Copy each of the records below word for word, keeping every line in its original order.

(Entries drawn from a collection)
____
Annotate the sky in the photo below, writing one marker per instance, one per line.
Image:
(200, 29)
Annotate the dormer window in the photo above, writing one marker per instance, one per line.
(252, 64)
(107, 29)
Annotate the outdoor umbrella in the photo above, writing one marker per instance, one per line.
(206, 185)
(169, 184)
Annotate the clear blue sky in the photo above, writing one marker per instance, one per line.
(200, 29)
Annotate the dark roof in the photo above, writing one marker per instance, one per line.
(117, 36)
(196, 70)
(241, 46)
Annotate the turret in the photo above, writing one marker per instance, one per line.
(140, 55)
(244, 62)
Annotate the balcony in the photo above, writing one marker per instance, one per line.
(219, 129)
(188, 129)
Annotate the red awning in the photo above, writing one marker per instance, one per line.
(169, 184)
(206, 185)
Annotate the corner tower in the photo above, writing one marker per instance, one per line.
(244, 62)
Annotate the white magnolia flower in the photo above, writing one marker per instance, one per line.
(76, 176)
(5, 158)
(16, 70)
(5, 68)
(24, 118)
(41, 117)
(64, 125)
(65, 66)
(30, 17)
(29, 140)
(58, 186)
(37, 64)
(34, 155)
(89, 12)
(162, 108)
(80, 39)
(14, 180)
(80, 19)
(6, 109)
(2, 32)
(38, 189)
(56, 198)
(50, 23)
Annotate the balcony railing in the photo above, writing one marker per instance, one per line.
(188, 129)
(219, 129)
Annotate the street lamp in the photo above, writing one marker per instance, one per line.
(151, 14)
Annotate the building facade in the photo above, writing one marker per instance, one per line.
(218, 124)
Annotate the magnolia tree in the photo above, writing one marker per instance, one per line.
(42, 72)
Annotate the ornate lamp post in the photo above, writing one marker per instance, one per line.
____
— TASK RESULT —
Annotate the sky in the photo below, writing one marker per instance, one per line.
Image:
(200, 29)
Annotate the dormer window in the photo above, writing one marker per instance, one per line.
(252, 64)
(107, 29)
Annotate the outdoor umbrella in the photo above, writing one marker per instance, one per line.
(206, 185)
(169, 184)
Annotate the clear blue sky in the photo above, writing one marker per instance, one per line.
(200, 29)
Annotate the dark roof in the photo above, writing one marker per instance, one per line.
(117, 36)
(196, 70)
(241, 46)
Annotate the turret in the photo above, writing one marker per instance, one per line.
(140, 55)
(244, 62)
Annotate the balcony in the photo above, writing one marker per instance, one per line.
(219, 129)
(188, 129)
Annotate the red awning in the photo above, writing one marker per instance, one per line.
(169, 184)
(206, 185)
Annotate the corner tower in the photo above, writing one marker per instance, one per line.
(244, 62)
Annotate the white magnolia flower in the photo above, writing one marker per instance, one per line.
(76, 176)
(5, 158)
(16, 70)
(5, 68)
(24, 118)
(41, 117)
(64, 125)
(65, 66)
(30, 17)
(29, 140)
(58, 186)
(37, 64)
(34, 155)
(89, 12)
(162, 108)
(80, 39)
(14, 180)
(80, 19)
(6, 109)
(2, 32)
(38, 189)
(56, 198)
(50, 23)
Annotate the balcony railing in the photo above, writing one marker per instance, one per line.
(188, 129)
(219, 129)
Annotate the street lamp in the photo above, writing one marker per instance, one per line.
(151, 14)
Annotate the building facade in the photo above, writing one marker per instance, one per line.
(218, 124)
Annotate the magnolia tree in the photo above, writing one marker per instance, one per line.
(42, 72)
Annotate the ornate lamp post in the photo above, writing one marker per instance, one per line.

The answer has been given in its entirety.